- _Aufgabe_
Fass den Absatz, der mit „Schon in jungen Jahren sind die Ausgaben horrend“ beginnt, im Text über den deutschen Motorradnachwuchs als kurze Liste zusammen. Die wichtigsten Zahlen sollen erhalten bleiben.

- _Vorgegebener Text_

Nur noch ein Deutscher in der WM

"Jeder will Nachwuchs haben, aber keiner ist bereit, etwas aufzuziehen, ohne dass die Eltern dabei pleite gehen. Es ist einfach kein Geld da, um so einem jungen Kerl das Training zu ermöglichen." Wie eklatant das Nachwuchsproblem im kompletten deutschsprachigen Raum ist, zeigt ein Blick auf die Starterlisten der Motorrad-WM: Marcel Schrötter ist der einzig verbliebene deutsche Fahrer in der Weltmeisterschaft, die Schweiz und Österreich stellen keinen einzigen Piloten. Von den 82 Startern der drei Klassen hat also nur ein einziger sein Handwerk in unseren heimischen Gefilden erlernt.

Schon in jungen Jahren sind die Ausgaben horrend: "Im Pocket Bike kannst du mit 4.000 Euro pro Jahr kalkulieren, im Mini Bike musst du so um die 8.000 Euro für eine Saison aufwenden. Der Northern Talent Cup schlägt mit rund 45.000 Euro zu Buche, wenn du alles von Ausrüstung bis hin zu einzelnen Trainings mit hineinrechnest", so der besorgte Rennfahrer-Vater. "Und dann geht es weiter: 70.000 Euro für den European Talent Cup und 150.000 für die Junioren-Weltmeisterschaft."

Für Normalverdiener sind diese Summen nicht mehr aufzubringen. Die Suche nach Sponsoren gestaltet sich aber schwierig. Das Beispiel Kiefer Racing zeigte zuletzt, dass selbst erfolgreiche Teams in der Weltmeisterschaft (zwei Titel im vergangenen Jahrzehnt) in Deutschland kaum Geldgeber hinter dem Ofen hervorlocken können. Das Traditionsteam musste daher mit Ende 2019 in der WM seine Koffer packen.

Daten zur Objektverortung in natürlicher Sprache:
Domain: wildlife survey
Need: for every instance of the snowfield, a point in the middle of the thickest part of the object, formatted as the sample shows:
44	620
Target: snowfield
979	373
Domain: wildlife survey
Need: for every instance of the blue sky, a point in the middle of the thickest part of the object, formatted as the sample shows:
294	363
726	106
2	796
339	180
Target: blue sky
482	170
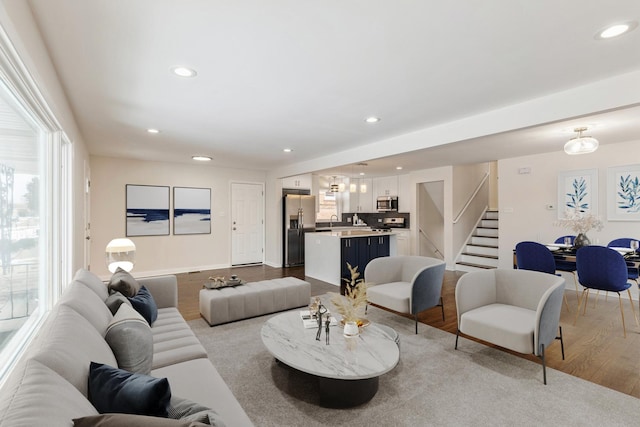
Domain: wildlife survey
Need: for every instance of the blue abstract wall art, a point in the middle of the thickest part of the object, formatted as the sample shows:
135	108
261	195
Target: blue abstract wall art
191	210
147	210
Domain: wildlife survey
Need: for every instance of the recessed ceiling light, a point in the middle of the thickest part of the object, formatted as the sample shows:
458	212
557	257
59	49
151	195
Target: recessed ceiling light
616	30
201	158
184	72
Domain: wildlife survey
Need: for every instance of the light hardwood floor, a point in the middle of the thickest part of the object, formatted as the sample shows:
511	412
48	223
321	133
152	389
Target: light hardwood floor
595	349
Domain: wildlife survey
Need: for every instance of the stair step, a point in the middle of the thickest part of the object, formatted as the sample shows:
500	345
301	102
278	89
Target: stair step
482	231
487	260
485	240
468	266
481	250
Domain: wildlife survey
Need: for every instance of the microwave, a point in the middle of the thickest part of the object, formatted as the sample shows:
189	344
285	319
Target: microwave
387	204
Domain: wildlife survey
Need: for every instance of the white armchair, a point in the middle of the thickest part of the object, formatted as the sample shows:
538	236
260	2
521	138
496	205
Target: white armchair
515	309
406	284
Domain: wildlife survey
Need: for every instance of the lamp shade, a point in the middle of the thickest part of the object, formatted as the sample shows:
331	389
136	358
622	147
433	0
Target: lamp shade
581	144
120	253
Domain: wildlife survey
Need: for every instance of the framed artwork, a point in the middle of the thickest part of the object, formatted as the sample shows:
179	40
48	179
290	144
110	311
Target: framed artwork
623	193
191	210
147	210
578	190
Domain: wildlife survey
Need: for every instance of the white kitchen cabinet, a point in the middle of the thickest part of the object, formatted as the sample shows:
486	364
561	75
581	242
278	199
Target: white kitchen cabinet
406	193
298	181
403	242
360	201
385	186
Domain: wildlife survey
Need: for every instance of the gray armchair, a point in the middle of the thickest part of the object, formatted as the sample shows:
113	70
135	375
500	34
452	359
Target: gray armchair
406	284
515	309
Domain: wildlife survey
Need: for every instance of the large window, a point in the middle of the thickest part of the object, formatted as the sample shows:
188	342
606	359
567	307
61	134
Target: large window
34	211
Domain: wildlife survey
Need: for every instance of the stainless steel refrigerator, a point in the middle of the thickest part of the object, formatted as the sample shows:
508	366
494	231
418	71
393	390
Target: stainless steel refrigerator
299	218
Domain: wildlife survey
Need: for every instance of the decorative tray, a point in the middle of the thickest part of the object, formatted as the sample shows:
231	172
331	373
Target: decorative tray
223	284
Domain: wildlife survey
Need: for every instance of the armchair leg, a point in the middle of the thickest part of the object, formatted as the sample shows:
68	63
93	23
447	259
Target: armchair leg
561	342
544	367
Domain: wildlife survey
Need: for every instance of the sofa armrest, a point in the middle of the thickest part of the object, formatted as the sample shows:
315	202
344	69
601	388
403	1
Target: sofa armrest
475	289
164	290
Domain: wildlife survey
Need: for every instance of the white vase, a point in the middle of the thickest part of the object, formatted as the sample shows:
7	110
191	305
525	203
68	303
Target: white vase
351	329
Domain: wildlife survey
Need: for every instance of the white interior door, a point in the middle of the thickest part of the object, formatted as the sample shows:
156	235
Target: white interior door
247	223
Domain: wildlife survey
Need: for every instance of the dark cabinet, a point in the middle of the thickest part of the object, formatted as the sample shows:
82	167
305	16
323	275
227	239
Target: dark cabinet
358	251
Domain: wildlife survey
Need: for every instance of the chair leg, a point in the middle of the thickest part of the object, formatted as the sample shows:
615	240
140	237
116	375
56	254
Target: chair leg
579	305
575	282
624	329
632	309
561	342
544	367
566	303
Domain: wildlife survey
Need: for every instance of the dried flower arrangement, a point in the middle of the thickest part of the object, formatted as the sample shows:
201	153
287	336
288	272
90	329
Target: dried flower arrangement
351	305
580	222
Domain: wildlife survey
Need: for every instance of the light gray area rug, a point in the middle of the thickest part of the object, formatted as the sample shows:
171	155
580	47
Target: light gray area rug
432	385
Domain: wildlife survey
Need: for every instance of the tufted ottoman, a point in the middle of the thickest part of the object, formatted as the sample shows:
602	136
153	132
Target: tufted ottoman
253	299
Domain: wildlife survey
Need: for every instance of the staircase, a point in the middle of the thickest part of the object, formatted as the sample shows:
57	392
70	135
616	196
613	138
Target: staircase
481	252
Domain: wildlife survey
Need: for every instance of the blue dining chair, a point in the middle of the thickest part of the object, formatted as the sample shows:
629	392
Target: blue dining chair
603	269
537	257
569	267
632	271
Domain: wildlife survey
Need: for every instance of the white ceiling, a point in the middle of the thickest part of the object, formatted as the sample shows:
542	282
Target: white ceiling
304	74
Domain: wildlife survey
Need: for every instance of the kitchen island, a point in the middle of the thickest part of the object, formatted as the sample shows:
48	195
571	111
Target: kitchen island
327	253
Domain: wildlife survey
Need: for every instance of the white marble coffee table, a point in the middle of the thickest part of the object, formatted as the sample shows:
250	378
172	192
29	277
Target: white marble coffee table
347	368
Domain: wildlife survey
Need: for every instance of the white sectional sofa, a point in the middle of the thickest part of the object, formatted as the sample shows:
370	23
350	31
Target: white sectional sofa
49	384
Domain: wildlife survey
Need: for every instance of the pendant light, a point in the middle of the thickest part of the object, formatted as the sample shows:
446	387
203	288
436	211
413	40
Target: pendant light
581	144
334	187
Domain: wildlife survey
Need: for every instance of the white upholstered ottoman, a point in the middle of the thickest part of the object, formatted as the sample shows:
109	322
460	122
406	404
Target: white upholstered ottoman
253	299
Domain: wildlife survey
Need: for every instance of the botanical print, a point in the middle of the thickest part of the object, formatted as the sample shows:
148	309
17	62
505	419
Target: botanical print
623	193
191	210
577	192
577	198
147	210
629	193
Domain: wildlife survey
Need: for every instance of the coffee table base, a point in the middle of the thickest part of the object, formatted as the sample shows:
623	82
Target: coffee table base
346	393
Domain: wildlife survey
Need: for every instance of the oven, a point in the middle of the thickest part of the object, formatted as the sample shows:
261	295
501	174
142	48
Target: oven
387	204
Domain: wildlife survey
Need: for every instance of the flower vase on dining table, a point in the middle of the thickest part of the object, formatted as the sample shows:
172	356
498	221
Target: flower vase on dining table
581	240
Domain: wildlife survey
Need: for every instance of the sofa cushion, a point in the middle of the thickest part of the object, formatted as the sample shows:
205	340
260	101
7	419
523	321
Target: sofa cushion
116	390
488	323
114	301
394	295
32	390
93	282
129	420
123	282
130	338
185	409
67	343
145	305
83	300
199	381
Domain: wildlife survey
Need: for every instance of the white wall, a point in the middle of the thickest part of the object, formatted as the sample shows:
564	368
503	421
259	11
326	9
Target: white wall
523	198
162	254
16	19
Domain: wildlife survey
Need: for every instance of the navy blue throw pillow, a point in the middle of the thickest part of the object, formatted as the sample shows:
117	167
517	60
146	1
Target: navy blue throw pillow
117	390
144	304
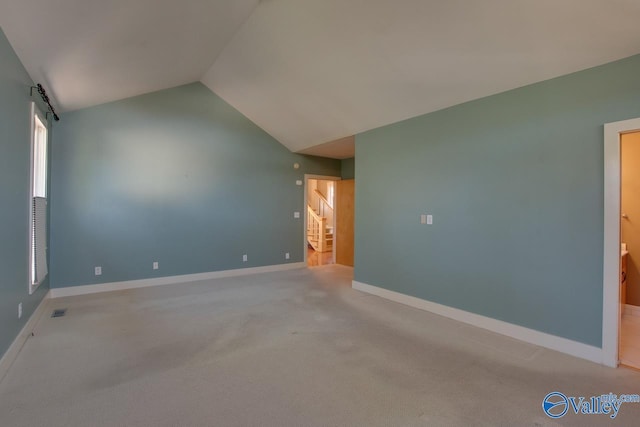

- _Antwort_
Laut einem besorgten Rennfahrer-Vater sind die Kosten schon für junge Fahrer sehr hoch:
- Pocket Bike: etwa 4.000 Euro pro Jahr
- Mini Bike: rund 8.000 Euro pro Saison
- Northern Talent Cup: rund 45.000 Euro, mit Ausrüstung und einzelnen Trainings
- European Talent Cup: 70.000 Euro
- Junioren-Weltmeisterschaft: 150.000 Euro